• Problem to work on
An exact transcription of the data below, complete and unaltered, is the expected answer.

++++ Data to process ++++

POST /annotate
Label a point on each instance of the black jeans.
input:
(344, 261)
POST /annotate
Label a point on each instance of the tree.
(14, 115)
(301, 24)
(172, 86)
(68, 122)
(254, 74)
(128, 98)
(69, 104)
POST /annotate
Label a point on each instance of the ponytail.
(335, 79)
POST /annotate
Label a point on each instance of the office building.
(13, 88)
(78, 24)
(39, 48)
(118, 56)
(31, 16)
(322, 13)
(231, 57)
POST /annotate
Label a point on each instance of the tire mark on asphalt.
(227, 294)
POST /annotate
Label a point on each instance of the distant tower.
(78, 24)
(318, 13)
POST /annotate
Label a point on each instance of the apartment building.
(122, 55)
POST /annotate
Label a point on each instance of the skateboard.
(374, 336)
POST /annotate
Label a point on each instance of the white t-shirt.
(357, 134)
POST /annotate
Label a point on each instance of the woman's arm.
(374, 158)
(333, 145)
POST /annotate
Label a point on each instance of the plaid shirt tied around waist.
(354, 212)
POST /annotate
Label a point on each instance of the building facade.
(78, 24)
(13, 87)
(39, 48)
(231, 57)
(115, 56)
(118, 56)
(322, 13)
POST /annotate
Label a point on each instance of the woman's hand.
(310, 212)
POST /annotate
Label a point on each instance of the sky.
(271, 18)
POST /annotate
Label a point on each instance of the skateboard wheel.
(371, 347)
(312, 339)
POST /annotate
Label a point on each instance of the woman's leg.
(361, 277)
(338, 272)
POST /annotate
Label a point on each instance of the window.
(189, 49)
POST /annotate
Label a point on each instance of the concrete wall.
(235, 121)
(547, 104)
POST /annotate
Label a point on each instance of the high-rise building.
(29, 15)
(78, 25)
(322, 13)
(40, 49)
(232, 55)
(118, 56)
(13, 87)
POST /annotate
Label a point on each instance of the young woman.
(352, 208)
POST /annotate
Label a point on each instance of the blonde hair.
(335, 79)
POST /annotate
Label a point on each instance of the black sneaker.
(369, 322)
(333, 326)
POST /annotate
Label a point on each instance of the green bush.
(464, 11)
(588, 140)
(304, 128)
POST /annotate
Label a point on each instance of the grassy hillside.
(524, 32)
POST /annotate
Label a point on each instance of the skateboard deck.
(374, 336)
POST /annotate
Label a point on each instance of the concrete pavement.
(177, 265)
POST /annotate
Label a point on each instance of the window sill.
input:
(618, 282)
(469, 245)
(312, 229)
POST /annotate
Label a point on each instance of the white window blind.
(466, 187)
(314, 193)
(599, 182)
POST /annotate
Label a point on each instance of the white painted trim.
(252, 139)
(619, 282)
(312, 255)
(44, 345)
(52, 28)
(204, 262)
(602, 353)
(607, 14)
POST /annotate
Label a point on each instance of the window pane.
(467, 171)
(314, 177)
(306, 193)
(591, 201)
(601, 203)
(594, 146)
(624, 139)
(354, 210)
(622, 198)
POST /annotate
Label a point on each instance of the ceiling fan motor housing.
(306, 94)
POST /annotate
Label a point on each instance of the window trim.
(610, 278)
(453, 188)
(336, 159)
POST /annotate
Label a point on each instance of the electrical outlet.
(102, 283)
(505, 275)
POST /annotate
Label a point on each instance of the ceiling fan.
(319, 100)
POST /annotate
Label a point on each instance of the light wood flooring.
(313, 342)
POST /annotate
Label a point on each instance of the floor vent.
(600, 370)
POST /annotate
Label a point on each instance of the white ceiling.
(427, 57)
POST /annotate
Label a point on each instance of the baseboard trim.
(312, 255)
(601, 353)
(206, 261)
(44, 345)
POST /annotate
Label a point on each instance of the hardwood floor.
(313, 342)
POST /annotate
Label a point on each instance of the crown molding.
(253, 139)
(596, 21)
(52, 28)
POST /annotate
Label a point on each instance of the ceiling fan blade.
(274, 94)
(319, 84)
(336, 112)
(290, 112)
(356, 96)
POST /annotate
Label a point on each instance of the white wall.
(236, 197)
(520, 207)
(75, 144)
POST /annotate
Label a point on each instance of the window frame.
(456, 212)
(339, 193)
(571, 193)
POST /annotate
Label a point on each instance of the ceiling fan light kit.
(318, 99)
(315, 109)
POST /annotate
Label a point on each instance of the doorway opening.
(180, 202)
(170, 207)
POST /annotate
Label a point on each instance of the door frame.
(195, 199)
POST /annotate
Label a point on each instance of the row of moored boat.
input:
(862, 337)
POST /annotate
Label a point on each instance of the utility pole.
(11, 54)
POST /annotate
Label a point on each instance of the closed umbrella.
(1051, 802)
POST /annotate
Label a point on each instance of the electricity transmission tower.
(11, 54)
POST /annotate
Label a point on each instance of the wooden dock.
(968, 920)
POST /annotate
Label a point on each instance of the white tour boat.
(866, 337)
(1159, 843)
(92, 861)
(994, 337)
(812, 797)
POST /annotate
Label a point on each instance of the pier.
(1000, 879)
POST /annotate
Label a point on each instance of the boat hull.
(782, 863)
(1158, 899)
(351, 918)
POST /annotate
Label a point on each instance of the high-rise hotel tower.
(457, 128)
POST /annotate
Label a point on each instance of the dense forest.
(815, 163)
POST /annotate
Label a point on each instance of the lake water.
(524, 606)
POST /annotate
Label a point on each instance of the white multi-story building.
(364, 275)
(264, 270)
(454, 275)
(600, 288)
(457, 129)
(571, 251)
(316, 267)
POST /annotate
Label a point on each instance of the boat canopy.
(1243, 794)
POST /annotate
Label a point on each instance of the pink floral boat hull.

++++

• Solution for this task
POST /annotate
Label a point on each instance of the black jeans.
input:
(344, 261)
POST /annotate
Label a point on each instance of the tree.
(14, 115)
(301, 24)
(172, 86)
(68, 122)
(254, 74)
(128, 98)
(69, 104)
POST /annotate
Label a point on each instance of the ponytail.
(335, 79)
POST /annotate
Label a point on each instance of the office building.
(13, 88)
(78, 24)
(39, 48)
(118, 56)
(31, 16)
(322, 13)
(231, 57)
POST /annotate
Label a point on each instance of the tire mark on asphalt.
(227, 294)
POST /annotate
Label a point on each instance of the distant tower.
(78, 24)
(318, 13)
POST /annotate
Label a point on each instance of the apartment building.
(122, 55)
POST /annotate
Label a point on each instance of the skateboard.
(374, 336)
POST /annotate
Label a point on each instance of the white t-shirt.
(357, 134)
POST /annotate
Label a point on each instance of the woman's arm.
(374, 158)
(333, 145)
POST /annotate
Label a point on each instance of the plaid shirt tied around waist.
(354, 212)
POST /annotate
Label a point on each instance of the building facade.
(78, 24)
(13, 87)
(39, 48)
(231, 57)
(115, 56)
(118, 56)
(322, 13)
POST /annotate
Label a point on each instance of the woman's hand.
(310, 212)
POST /annotate
Label a point on each instance of the sky.
(271, 18)
POST /annotate
Label a point on each instance of the skateboard wheel.
(371, 347)
(312, 339)
POST /annotate
Label a point on each instance of the woman's leg.
(361, 277)
(338, 272)
POST /annotate
Label a point on each instance of the window.
(189, 49)
POST /annotate
Label a point on each instance of the concrete wall.
(235, 121)
(547, 104)
POST /annotate
Label a point on each instance of the high-rise building.
(29, 15)
(78, 25)
(322, 13)
(40, 49)
(232, 55)
(118, 56)
(13, 87)
POST /annotate
Label a point on each instance of the young woman.
(352, 208)
POST /annotate
Label a point on each instance of the blonde hair.
(335, 79)
POST /annotate
Label a point on each instance of the black sneaker.
(369, 322)
(333, 326)
POST /annotate
Label a point on each instance of the green bush.
(464, 11)
(588, 140)
(304, 128)
POST /annotate
Label a point on each instance of the grassy hillside.
(524, 32)
POST /annotate
Label a point on each instance of the skateboard deck.
(374, 336)
POST /annotate
Label a point on each instance of the concrete pavement.
(177, 265)
POST /annotate
Label a point on each instance of the window sill.
input:
(618, 282)
(469, 245)
(312, 229)
POST /annotate
Label a point on each instance of the white window blind.
(466, 187)
(314, 193)
(599, 182)
POST /annotate
Label a point on each instance of the white painted trim.
(252, 139)
(619, 282)
(312, 255)
(44, 345)
(52, 28)
(204, 262)
(602, 353)
(607, 14)
POST /annotate
Label a point on each instance of the window pane.
(467, 171)
(314, 177)
(306, 193)
(591, 201)
(601, 203)
(594, 146)
(624, 139)
(354, 210)
(622, 198)
POST /annotate
Label a point on each instance of the ceiling fan motor housing.
(306, 94)
POST /annotate
Label a point on each instance of the window trim.
(610, 278)
(453, 188)
(336, 159)
POST /annotate
Label a point on each instance of the electrical outlet.
(102, 283)
(505, 275)
POST /annotate
Label a point on each instance of the ceiling fan.
(319, 100)
POST /annotate
Label a point on each instance of the light wood flooring.
(313, 342)
POST /annotate
Label a point on each instance of the floor vent.
(600, 370)
POST /annotate
Label a point on each instance of the white ceiling.
(427, 57)
POST /annotate
Label a point on each instance of the baseboard trim.
(312, 255)
(601, 353)
(206, 261)
(44, 345)
POST /annotate
Label a point on each instance of the hardwood floor.
(313, 342)
POST /annotate
Label a point on each instance of the crown molding.
(253, 139)
(596, 21)
(52, 28)
POST /annotate
Label a point on each instance of the ceiling fan blade.
(274, 94)
(319, 84)
(336, 112)
(290, 112)
(356, 96)
POST /annotate
Label a point on each instance of the white wall.
(236, 197)
(520, 207)
(75, 144)
POST /annotate
Label a point on each instance of the window frame.
(456, 212)
(339, 193)
(571, 193)
POST /annotate
Label a point on each instance of the ceiling fan light kit.
(318, 99)
(315, 109)
POST /annotate
Label a point on each instance of the doorway opening.
(180, 202)
(170, 207)
POST /annotate
Label a point on each instance of the door frame.
(195, 199)
POST /annotate
Label a point on each instance of the row of moored boat.
input:
(862, 337)
POST /annotate
Label a point on each instance of the utility pole.
(11, 54)
POST /annotate
Label a point on each instance of the closed umbrella.
(1051, 802)
POST /annotate
Label a point on each instance of the electricity transmission tower.
(11, 54)
POST /annotate
Label a point on each instance of the wooden dock.
(968, 920)
POST /annotate
Label a point on each instance of the white tour boat.
(866, 337)
(1159, 843)
(92, 861)
(994, 337)
(812, 797)
POST /annotate
Label a point on each instance of the pier.
(1000, 879)
POST /annotate
Label a point on each instance of the boat hull.
(782, 863)
(1158, 899)
(351, 918)
POST /annotate
Label a point on each instance of the high-rise hotel tower.
(457, 128)
POST /annotate
Label a point on each instance of the dense forest.
(815, 163)
POST /annotate
Label a point on each instance of the lake water.
(524, 606)
POST /annotate
Label a point on each instance of the white multi-story building.
(364, 275)
(264, 270)
(454, 275)
(600, 288)
(457, 129)
(571, 251)
(316, 267)
POST /annotate
Label a point on each instance of the boat canopy.
(1243, 794)
POST /annotate
Label a point on each instance of the pink floral boat hull.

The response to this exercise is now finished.